» **Yapılacak işler**
1) Türkiye-Cezayir ilişkisi üzerine yazıya göre aşağıdaki soruları yanıtlayın:
(a) Türkiye müdahale etmeseydi Cezayir hangi olayın ardından düşecekti?
(b) Seminer kayıtları hangi yıl, hangi şehirde düzenlenen konferansa ait?
(c) Vatanseverliğin ispatlanması ne kadar zaman alır?
2) Aşağıdaki ifadeler Türkiye-Cezayir ilişkisi üzerine yazıyla örtüşüyor mu? Her biri için evet ya da hayır deyin ve yazıdan belirleyici sözleri aynen aktarın.
(a) Türkiye’nin Cezayir’i sömüreceğini söyleyenler tarih konusunda bilgili olarak nitelendiriliyor.
(b) Cahillere Barbaros Hayrettin’i veya Komutan Aruj’u araştırmaları öneriliyor.
(c) Vatanseverlik adı altında atıp tutmanın fedakârlık gerektirdiği belirtiliyor.
3) Türkiye-Cezayir ilişkisi üzerine yazıyı kaldığı yerden sürdürün.

» **Verilen metin**
******************************
Cumhurbaşkanı Erdoğan’ın ziyareti ve Türkiye-Cezayir ilişkisi

Türkiye Cezayir’i sömürecek diyenler tarih konusunda aşırı cahil ve gerçekten çok utanç vericiler. O cahillere diyorum ki Barbaros Hayrettin’i veya Komutan Aruj’u araştırsınlar belki biraz anlarlar. Endülüs’ün düşüşünden sonra Türkiye müdahale etmeseydi Cezayir’in de düşeceğini belki o zaman anlarlar. Ne yazık ki bugün biz artık dünün Cezayirlileri gibi değiliz.

Haber Merkezi Yeni Şafak

DR. ANDURREZZAK MUKRİ - BARIŞ TOPLUMU HAREKETİ LİDERİ

Bu makalede Türkiye Cumhurbaşkanı Sayın Recep Tayip Erdoğan’ın Cezayir ziyaretinden ve samimiyetinden doğan tartışmalar ele alınacak. Dolayısıyla bu makalede birçok soruya cevap verilecek. Bilinmelidir ki, Türkiye’ye karşı ideolojik tavır sergileyenlerin, Cezayir halkının hissiyatını bilmeyen ve Cezayir’in tarihi hakkında cahil, Cezayir Arap İslam milletinin menfaatlerini gözetmeyen, hatta yabancı güçlere hizmet eden bir grup olduklarını belirtmekte fayda var.

Vatanseverlik, fedakârlık isteyen bir duygu olup ispatlanması ve kanıtlanması uzun seneler alır. Ancak vatanseverlik adı altında atıp tutmalar fedakârlık istemez, hatta onu ispatlayacak tarih dahi yokdur. Anlamsız hareketlerden ibaret bu tavırlar hakiki vatanseverleri engelleyemez. Onlar bu ülkenin geleceği için dış ilişkiler kuruyor. Şükürler olsun ki bu ülkeye hizmetlerimiz hem ses hem görüntü ile ispatlanmış olup her şekilde kaydedilmiştir. (Cezayir’de şüphe ve kargaşa zamanlarında 1994 yılında Şikago’da gerçekleşen İslami Konferans’ta Şeyh Mahfuz ile seminer kayıtlarıma bakabilirsiniz.) Ümmet bilinci ile hareket eden ile aşiret (kabile) bilinci (asabiyet) ile hareket eden arasında dağlar kadar fark var. Vatan bilinci ile insanlığa hizmet eden ile vatanseverliği bahane edip her gün vatanını sırtından vuran arasında dağlar kadar fark var. Bilhassa kamuoyu tarafından dış güçlerin ajanı oldukları tespit edilen, dostlarının dahi savunamadıkları o gruplar yok mu?..
******************************
» **Çıkarılan bilgiler**

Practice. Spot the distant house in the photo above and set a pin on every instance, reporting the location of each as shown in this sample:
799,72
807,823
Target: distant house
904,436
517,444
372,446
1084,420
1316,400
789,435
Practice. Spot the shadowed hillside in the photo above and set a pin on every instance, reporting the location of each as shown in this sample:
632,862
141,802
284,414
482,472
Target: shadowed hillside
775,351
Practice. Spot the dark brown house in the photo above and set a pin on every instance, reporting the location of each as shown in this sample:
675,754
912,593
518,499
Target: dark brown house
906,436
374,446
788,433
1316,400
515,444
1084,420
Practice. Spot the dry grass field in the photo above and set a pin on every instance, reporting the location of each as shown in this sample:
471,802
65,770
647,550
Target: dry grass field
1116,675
******************************
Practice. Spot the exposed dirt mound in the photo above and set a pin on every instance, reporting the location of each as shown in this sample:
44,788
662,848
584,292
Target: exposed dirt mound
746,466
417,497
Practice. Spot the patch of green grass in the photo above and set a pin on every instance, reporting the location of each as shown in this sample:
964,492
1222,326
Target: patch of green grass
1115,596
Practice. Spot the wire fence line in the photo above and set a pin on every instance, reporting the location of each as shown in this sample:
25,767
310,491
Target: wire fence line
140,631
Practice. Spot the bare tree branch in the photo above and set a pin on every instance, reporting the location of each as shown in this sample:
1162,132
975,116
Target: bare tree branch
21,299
******************************
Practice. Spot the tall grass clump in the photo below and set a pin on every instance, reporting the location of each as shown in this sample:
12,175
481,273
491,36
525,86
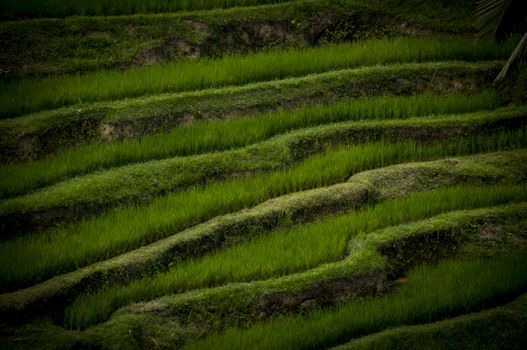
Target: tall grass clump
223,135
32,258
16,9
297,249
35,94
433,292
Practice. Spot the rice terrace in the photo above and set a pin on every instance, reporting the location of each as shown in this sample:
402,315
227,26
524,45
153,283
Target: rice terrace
******************************
» **Görevlere göre yanıtlar**
1)
(a) Endülüs’ün düşüşünün ardından.
(b) 1994 yılında Şikago’da gerçekleşen İslami Konferans’a.
(c) Uzun seneler.

2)
(a) Hayır: "Türkiye Cezayir’i sömürecek diyenler tarih konusunda aşırı cahil ve gerçekten çok utanç vericiler."
(b) Evet: "O cahillere diyorum ki Barbaros Hayrettin’i veya Komutan Aruj’u araştırsınlar belki biraz anlarlar."
(c) Hayır: "Ancak vatanseverlik adı altında atıp tutmalar fedakârlık istemez"

3)
TÜRKİYE’NİN BAŞARILI TECRÜBELERİ

Türkiye’den bahsettiğimizde daha önce istifade ettiğimiz başarılı tecrübelerin bir benzerinden bahsediyoruz. Bizim gibi ilerleme/büyüme sorunu yaşayan ülkeler arasında Türkiye, uluslararası ölçüler seviyesinde bir başarı sağlamıştır. Aynı şekilde bu tecrübe Brezilya, Vietnam, Güney Afrika ve Polonya’nın da tecrübesidir. Hatta Müslümanların tecrübe icmasıdır. Malezya ve Endonezya gibi. İşte bu tecrübe, kendi kimliğimizi kenara atmadan ve batı kültürünü rehber edinmeden gelişim ve kalkınmanın olmayacağını iddia eden laiklerin görüşlerini boşa çıkarmıştır. Aynı zamanda bu tecrübe Müslümanların birikimi olup Müslümanlar özgür bırakıldığında kendi ülkeleri için neler başarabileceklerini ispatlamıştır.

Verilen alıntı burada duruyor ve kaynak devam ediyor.